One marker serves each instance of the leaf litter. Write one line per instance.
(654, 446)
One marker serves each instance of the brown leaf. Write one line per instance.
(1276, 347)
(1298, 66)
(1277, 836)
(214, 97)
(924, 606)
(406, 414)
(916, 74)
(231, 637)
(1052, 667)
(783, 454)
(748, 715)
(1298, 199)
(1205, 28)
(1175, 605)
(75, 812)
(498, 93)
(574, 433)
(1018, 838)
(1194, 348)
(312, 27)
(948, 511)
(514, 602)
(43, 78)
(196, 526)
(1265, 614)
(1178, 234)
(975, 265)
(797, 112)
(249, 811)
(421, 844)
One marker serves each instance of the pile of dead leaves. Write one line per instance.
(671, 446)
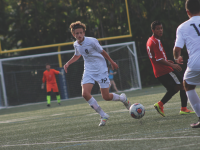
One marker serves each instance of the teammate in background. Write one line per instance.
(165, 70)
(95, 69)
(188, 33)
(51, 84)
(111, 76)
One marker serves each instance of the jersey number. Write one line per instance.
(195, 27)
(149, 52)
(104, 80)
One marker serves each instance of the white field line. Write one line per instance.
(57, 114)
(106, 140)
(21, 119)
(179, 146)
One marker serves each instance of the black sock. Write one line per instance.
(183, 98)
(167, 96)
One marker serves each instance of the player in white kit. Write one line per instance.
(95, 69)
(188, 33)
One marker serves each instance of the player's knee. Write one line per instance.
(85, 95)
(177, 88)
(106, 97)
(172, 91)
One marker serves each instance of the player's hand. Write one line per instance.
(65, 67)
(114, 65)
(42, 86)
(170, 61)
(179, 60)
(177, 67)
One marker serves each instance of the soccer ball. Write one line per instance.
(137, 110)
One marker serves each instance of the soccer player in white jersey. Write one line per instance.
(95, 69)
(188, 33)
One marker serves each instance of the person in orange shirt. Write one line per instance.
(51, 84)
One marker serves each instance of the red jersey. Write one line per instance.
(49, 76)
(156, 52)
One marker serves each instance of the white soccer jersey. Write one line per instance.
(90, 49)
(188, 33)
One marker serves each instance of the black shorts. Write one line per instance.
(170, 80)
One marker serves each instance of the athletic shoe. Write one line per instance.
(186, 112)
(103, 120)
(159, 109)
(195, 125)
(126, 103)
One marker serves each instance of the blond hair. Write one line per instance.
(76, 25)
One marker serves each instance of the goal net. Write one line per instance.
(21, 77)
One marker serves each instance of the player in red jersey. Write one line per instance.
(165, 70)
(51, 84)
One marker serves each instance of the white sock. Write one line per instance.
(117, 97)
(93, 103)
(194, 101)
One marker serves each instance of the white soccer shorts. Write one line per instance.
(102, 79)
(192, 77)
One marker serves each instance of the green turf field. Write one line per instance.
(74, 125)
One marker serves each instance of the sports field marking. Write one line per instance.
(20, 119)
(57, 114)
(179, 146)
(106, 140)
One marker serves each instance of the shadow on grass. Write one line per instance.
(64, 103)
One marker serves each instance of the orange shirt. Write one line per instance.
(49, 76)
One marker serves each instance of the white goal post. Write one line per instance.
(21, 77)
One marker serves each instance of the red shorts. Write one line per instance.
(51, 87)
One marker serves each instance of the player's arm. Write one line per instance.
(159, 58)
(179, 44)
(43, 81)
(177, 55)
(169, 63)
(72, 60)
(57, 72)
(113, 64)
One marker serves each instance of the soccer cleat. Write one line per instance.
(195, 125)
(103, 120)
(159, 109)
(126, 103)
(185, 112)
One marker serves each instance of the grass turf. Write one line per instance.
(74, 125)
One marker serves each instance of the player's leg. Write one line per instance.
(183, 95)
(55, 90)
(114, 85)
(104, 83)
(48, 98)
(58, 97)
(172, 88)
(86, 93)
(184, 99)
(191, 79)
(48, 95)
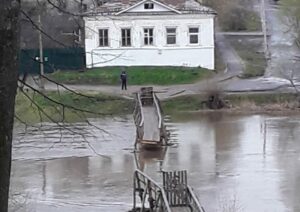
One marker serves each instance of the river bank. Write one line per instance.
(71, 107)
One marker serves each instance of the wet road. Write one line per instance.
(246, 163)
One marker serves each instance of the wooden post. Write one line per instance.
(264, 29)
(41, 59)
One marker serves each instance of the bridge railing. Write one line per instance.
(150, 194)
(158, 110)
(140, 109)
(194, 203)
(178, 193)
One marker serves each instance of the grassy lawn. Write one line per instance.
(99, 103)
(136, 75)
(251, 53)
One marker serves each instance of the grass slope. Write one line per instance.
(136, 76)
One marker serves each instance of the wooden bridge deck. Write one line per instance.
(180, 209)
(151, 130)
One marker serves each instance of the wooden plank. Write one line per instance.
(151, 130)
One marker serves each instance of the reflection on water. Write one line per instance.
(251, 163)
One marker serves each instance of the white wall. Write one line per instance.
(160, 54)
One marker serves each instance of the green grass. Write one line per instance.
(97, 105)
(136, 76)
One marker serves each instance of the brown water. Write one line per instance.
(235, 163)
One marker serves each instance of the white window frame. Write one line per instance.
(148, 6)
(103, 39)
(194, 34)
(171, 34)
(146, 35)
(126, 37)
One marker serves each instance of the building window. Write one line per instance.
(171, 36)
(103, 37)
(126, 37)
(194, 35)
(148, 6)
(148, 36)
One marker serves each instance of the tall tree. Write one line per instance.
(9, 49)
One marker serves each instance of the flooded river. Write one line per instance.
(235, 163)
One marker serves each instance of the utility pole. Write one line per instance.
(41, 58)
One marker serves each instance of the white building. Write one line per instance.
(150, 33)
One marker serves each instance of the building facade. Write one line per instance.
(150, 33)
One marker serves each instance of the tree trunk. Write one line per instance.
(9, 50)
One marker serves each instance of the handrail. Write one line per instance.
(141, 108)
(195, 200)
(158, 110)
(162, 192)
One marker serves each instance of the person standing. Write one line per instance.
(123, 78)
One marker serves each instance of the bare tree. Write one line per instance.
(9, 42)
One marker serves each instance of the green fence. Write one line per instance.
(54, 59)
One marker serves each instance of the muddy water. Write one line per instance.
(235, 163)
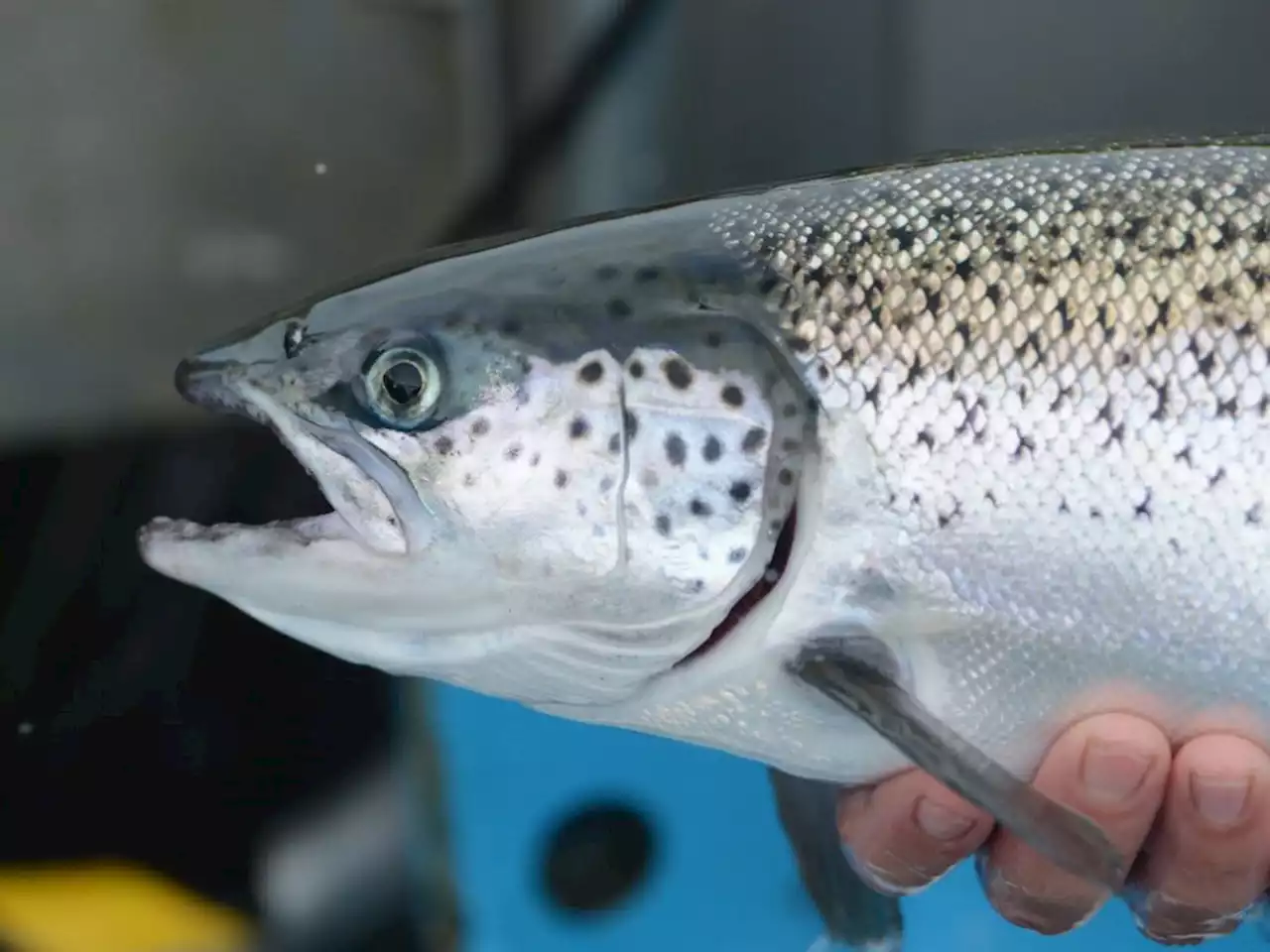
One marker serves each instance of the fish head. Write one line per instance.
(549, 486)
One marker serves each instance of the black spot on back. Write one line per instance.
(676, 449)
(677, 373)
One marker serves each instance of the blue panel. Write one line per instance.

________________

• **REQUIREMENT**:
A faithful copy of the records above is needed, with the pictures left out.

• **WRITTEN RESPONSE**:
One marker serves each instance of the leaf litter. Write one line per instance.
(654, 446)
One marker serves each instance of the brown leaf. Write one line per instance.
(1276, 347)
(1298, 66)
(1277, 836)
(214, 97)
(924, 606)
(406, 414)
(916, 74)
(231, 637)
(1052, 667)
(783, 454)
(748, 715)
(1298, 199)
(1205, 28)
(1175, 605)
(75, 812)
(498, 93)
(574, 433)
(1018, 838)
(1194, 348)
(312, 27)
(948, 511)
(514, 602)
(43, 78)
(196, 526)
(1265, 614)
(1178, 234)
(975, 265)
(797, 112)
(249, 811)
(421, 844)
One marker serves each instance of the pile of dead leaves. Write one line per instance.
(671, 446)
One marker serves each instance of the teammate in background. Write one line per instance.
(165, 70)
(95, 69)
(188, 33)
(51, 84)
(111, 76)
One marker serves each instance of the jersey number. Write one line per instance.
(195, 27)
(149, 52)
(104, 80)
One marker serves each instance of the white field line. Write one line per instance.
(57, 114)
(106, 140)
(21, 119)
(179, 146)
One marker serves each instance of the black sock. Write one line per instance.
(183, 98)
(167, 96)
One marker serves each instance of the player in white kit. Write one line per instance.
(95, 69)
(188, 33)
One marker serves each instance of the player's knee. Write one line per instance.
(85, 95)
(177, 88)
(106, 97)
(172, 91)
One marker serves each instance of the player's hand. Write one line per instance.
(65, 67)
(114, 65)
(42, 86)
(170, 61)
(179, 60)
(177, 67)
One marker serves each instance of the soccer ball. Write one line per instance.
(137, 110)
One marker serves each instance of the soccer player in white jersey. Write one line per instance.
(95, 69)
(188, 33)
One marker serves each instance of the person in orange shirt. Write one line per instance.
(51, 84)
One marker serves each instance of the red jersey. Write one line per instance.
(49, 76)
(156, 52)
One marker serves each instance of the white soccer jersey. Write one line per instance.
(90, 49)
(188, 33)
One marker serves each instance of the black shorts. Write one line per instance.
(170, 80)
One marker serves each instance of the athletic shoe. Write one line per instance.
(186, 112)
(103, 120)
(159, 109)
(195, 125)
(126, 103)
One marker serves each instance of the blond hair. Write one line per instance.
(76, 25)
One marker serves each instance of the goal net. Write one line per instance.
(21, 77)
One marker serves each instance of the player in red jersey. Write one line per instance.
(165, 70)
(51, 84)
One marker serves each instance of the white sock. Write one line per instance.
(117, 97)
(93, 103)
(194, 101)
One marker serves each instance of the white soccer shorts. Write one line per instance.
(102, 79)
(192, 77)
One marker serves each instance of the green turf field. Write one line per instance.
(74, 125)
One marker serves each instance of the sports field marking. Write one line per instance.
(20, 119)
(57, 114)
(179, 146)
(106, 140)
One marker serves each instance of the shadow on grass. Write one line per instance.
(64, 103)
One marker serves each instance of the orange shirt. Write one line per instance.
(49, 76)
One marker serves each instance of the white goal post. Write one line per instance.
(21, 77)
One marker serves each instance of the red shorts. Write one line per instance.
(51, 87)
One marker serves each instance of the player's arm. Write one line per instance.
(159, 58)
(179, 44)
(43, 81)
(177, 55)
(169, 63)
(72, 60)
(57, 72)
(113, 64)
One marker serves each instance of the soccer cleat. Write one line per instance.
(195, 125)
(103, 120)
(159, 109)
(126, 103)
(185, 112)
One marker serves each instance of the grass turf. Write one line per instance.
(74, 125)
One marker serves each instance of the player's leg. Write one line per instance.
(183, 95)
(55, 90)
(114, 85)
(104, 83)
(48, 98)
(58, 97)
(172, 88)
(86, 93)
(184, 99)
(191, 79)
(48, 95)
One marker serves each instance of the river bank. Write one line per instance.
(71, 107)
One marker serves each instance of the wet road. Write one line per instance.
(246, 163)
One marker serves each instance of the wooden post. Write one line per instance.
(264, 29)
(41, 59)
One marker serves each instance of the bridge railing. Write one line per instance.
(150, 194)
(158, 110)
(140, 109)
(194, 203)
(178, 193)
One marker serves each instance of the grassy lawn. Write one line per instance.
(99, 103)
(136, 75)
(251, 53)
One marker serves each instance of the grass slope. Write one line per instance.
(136, 76)
One marker serves each instance of the wooden bridge deck. Write one line per instance.
(180, 209)
(151, 130)
One marker serves each instance of the wooden plank. Write one line per instance.
(151, 130)
One marker serves each instance of the reflection on water. Write one line per instance.
(251, 163)
One marker serves each instance of the white wall. Write one line per instance.
(160, 54)
One marker serves each instance of the green grass. Write one line per instance.
(97, 105)
(136, 76)
One marker serves each instance of the brown water. Write one line per instance.
(235, 163)
One marker serves each instance of the white window frame. Write one line per instance.
(148, 6)
(103, 39)
(194, 34)
(171, 34)
(146, 35)
(126, 37)
One marker serves each instance of the building window. Write one line per instance.
(171, 36)
(103, 37)
(126, 37)
(194, 35)
(148, 6)
(148, 36)
One marker serves each instance of the tall tree. Write one line per instance.
(9, 49)
One marker serves each instance of the flooded river. Write one line per instance.
(235, 163)
One marker serves each instance of the utility pole. Write one line per instance.
(41, 58)
One marker serves each instance of the white building. Write one line per instance.
(150, 33)
One marker serves each instance of the building facade. Write one line per instance.
(150, 33)
One marker serves each instance of the tree trunk. Write one line per instance.
(9, 50)
One marker serves each instance of the handrail. Write one line per instance.
(141, 108)
(195, 200)
(158, 110)
(162, 192)
One marker serves each instance of the person standing. Write one line per instance.
(123, 78)
One marker serves each instance of the bare tree. Write one line per instance.
(9, 42)
One marker serves each instance of the green fence. Write one line per instance.
(54, 59)
One marker serves each instance of the muddy water. Write one line per instance.
(235, 163)
One marker serves each instance of the fish head. Write one line per instance.
(549, 486)
One marker serves each instance of the black spot on back. Write one line per instance.
(676, 449)
(677, 373)
One marker serves each instance of the blue panel. Write one line per instance.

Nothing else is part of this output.